- **Your goal**
Rewrite the lines of every record below, changing "forearm" to "lower arm" wherever it occurs and keeping everything else the same. Omit the pictures from your answer.

- **Extracted data entries**
▽
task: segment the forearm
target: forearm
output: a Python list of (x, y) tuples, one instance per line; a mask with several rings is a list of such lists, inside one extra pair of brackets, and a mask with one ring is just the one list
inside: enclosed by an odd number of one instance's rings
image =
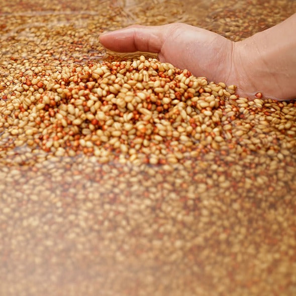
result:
△
- **Complete response**
task: segment the lower arm
target: lower arm
output: a Python list of (x, y) tuples, one instance per line; a mask with several rings is a list of such lists, inside one extra pair of brackets, and a mask with one ring is just the one list
inside: enclosed by an odd number of one instance's rings
image =
result:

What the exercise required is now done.